To do >> Return the records below exactly, leaving nothing out.

Given entries >>
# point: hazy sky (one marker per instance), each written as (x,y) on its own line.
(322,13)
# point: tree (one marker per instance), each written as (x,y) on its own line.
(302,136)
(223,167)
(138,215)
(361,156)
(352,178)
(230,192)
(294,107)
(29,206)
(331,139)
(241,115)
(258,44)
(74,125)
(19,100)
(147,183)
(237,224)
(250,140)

Your solution >>
# point: hazy sky (one marker per instance), each written as (x,y) on its own line.
(322,13)
# point: tree (one marker per instance), each written as (x,y) on its own line.
(302,136)
(223,167)
(138,215)
(361,156)
(352,178)
(230,192)
(294,107)
(29,206)
(331,139)
(241,115)
(258,44)
(74,125)
(19,100)
(147,183)
(237,224)
(250,140)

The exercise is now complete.